*WHAT THIS TASK INVOLVES*
Count the lines of the listing below that contain the word "statue", and reply with only that number.

*** INFORMATION GIVEN ***

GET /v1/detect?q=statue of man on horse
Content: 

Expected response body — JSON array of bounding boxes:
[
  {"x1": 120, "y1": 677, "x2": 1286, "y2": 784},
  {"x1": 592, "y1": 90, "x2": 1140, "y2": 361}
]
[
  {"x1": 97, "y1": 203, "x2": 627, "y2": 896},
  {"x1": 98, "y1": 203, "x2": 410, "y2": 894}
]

***

*ANSWER*
1